§ THE TASK:
Which lines below mention "positive"? Pick each one out.

+===+

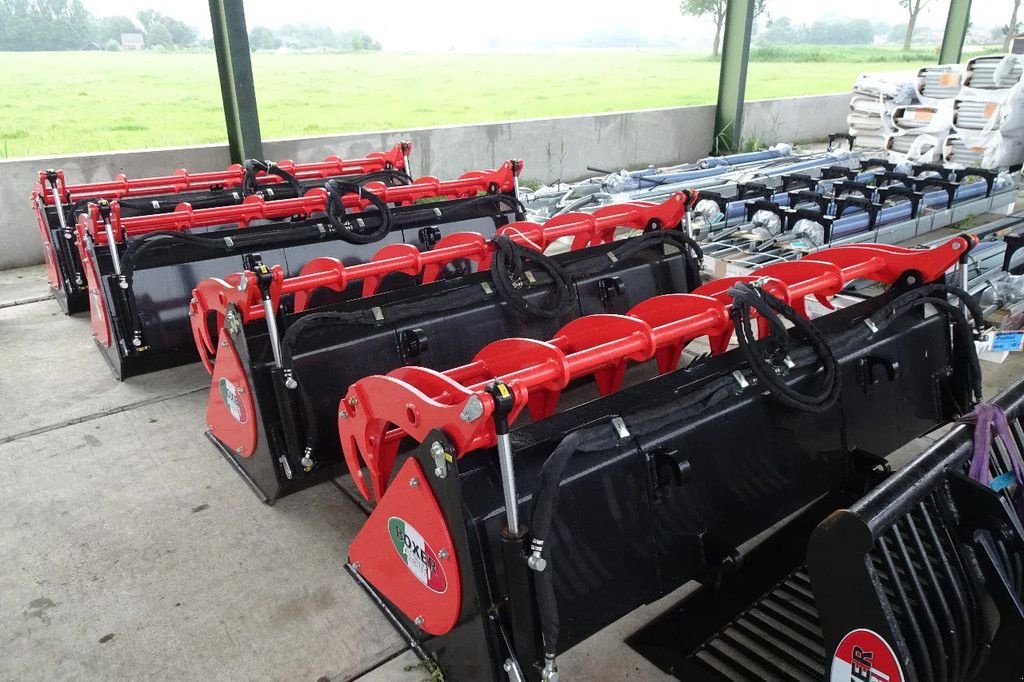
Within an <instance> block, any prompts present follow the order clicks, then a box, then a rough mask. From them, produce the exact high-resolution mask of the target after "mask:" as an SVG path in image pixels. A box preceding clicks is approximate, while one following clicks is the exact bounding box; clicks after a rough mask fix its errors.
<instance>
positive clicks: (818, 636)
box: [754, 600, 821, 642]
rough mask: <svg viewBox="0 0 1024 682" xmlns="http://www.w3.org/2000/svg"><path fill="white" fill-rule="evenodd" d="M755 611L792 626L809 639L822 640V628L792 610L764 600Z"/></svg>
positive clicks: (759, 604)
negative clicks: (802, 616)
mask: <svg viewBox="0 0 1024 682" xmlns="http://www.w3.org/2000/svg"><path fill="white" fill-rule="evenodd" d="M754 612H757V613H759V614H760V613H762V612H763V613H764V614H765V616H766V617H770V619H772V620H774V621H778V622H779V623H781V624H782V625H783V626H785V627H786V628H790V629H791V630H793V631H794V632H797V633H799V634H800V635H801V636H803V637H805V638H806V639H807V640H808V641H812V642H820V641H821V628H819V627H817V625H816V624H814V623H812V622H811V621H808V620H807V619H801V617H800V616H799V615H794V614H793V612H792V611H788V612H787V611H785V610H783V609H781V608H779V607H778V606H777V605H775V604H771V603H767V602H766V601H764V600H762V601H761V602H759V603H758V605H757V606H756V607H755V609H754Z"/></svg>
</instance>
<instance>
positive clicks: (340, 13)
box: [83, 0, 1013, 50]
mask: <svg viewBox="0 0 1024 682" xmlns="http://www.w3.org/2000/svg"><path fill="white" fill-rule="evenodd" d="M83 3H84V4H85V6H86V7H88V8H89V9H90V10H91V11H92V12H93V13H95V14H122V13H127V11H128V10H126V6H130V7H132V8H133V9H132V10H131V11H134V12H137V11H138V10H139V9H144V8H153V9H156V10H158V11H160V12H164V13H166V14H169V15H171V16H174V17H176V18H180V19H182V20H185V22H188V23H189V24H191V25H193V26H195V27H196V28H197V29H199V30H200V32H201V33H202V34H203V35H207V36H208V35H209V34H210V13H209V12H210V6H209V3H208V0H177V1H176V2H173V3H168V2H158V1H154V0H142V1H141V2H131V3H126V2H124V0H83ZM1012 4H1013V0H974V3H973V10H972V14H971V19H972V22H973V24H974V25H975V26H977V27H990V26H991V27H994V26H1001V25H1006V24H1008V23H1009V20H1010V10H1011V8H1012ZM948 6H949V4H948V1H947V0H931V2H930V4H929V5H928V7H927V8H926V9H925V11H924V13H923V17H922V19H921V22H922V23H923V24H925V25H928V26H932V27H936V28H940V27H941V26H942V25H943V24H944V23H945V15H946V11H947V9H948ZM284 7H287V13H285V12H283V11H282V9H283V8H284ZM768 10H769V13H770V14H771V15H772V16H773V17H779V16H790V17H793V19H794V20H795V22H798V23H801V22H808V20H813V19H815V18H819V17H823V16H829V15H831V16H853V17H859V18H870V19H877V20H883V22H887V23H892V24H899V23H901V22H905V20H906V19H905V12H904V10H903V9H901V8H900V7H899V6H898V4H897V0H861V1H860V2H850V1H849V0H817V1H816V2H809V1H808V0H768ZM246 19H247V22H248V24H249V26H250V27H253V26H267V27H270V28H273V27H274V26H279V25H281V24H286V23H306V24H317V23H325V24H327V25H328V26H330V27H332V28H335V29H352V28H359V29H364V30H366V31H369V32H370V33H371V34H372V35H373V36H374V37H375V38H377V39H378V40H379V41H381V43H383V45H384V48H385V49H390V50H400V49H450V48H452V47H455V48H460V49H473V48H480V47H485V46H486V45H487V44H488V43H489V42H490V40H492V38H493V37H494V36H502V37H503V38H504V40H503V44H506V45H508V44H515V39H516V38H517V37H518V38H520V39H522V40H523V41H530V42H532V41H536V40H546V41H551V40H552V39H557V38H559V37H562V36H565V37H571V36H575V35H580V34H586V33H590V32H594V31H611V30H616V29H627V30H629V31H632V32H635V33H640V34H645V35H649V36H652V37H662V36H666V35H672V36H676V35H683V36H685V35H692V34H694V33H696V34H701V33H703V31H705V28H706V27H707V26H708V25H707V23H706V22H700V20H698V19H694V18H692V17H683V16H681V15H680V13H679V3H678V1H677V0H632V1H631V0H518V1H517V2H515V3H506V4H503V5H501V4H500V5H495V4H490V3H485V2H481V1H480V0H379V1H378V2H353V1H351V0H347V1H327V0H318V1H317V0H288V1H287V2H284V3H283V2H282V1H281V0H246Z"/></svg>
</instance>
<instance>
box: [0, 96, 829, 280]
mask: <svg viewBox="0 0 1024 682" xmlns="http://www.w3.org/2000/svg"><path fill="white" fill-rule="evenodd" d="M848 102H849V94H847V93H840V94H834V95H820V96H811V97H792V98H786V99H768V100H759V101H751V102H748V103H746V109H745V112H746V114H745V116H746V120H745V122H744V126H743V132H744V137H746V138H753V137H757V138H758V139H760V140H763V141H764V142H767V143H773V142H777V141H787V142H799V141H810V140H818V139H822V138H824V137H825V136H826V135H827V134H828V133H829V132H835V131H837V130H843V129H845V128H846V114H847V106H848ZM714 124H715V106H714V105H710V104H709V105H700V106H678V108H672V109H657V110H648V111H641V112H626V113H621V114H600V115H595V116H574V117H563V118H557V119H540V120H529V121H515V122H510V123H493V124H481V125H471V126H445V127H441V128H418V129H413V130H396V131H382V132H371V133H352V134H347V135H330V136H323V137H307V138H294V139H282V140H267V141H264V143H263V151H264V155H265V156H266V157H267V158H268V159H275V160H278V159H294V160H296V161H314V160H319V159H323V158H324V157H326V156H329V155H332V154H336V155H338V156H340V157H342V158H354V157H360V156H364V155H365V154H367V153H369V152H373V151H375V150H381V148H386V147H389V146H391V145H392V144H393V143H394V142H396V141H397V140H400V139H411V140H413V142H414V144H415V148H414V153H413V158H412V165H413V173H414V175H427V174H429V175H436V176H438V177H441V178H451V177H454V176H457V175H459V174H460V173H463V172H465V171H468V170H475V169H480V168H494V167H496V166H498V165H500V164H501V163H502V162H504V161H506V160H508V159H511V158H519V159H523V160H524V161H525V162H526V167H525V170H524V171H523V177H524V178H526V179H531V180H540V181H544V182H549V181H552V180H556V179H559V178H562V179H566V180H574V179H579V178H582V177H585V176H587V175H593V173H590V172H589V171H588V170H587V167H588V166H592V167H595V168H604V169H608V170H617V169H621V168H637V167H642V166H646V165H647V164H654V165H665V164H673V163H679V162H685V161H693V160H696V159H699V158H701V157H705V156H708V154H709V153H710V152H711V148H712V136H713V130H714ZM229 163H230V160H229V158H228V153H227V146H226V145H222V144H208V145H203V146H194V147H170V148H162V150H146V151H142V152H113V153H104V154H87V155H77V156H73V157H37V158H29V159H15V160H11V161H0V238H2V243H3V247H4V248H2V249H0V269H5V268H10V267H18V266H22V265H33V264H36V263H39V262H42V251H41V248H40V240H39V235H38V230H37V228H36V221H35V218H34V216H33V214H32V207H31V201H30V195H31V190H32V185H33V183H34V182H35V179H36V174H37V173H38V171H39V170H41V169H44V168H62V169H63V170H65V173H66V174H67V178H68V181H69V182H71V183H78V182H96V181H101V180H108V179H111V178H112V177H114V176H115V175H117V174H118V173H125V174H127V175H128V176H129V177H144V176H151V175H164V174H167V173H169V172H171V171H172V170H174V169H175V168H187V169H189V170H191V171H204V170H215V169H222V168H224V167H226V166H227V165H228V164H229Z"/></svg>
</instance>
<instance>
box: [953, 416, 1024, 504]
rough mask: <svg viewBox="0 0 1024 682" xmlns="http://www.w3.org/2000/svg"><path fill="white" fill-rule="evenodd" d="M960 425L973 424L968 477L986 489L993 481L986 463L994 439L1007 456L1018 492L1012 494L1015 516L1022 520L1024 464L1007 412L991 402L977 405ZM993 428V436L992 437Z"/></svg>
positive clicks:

+===+

§ EXERCISE ANSWER:
positive clicks: (818, 636)
positive clicks: (759, 604)
positive clicks: (340, 13)
positive clicks:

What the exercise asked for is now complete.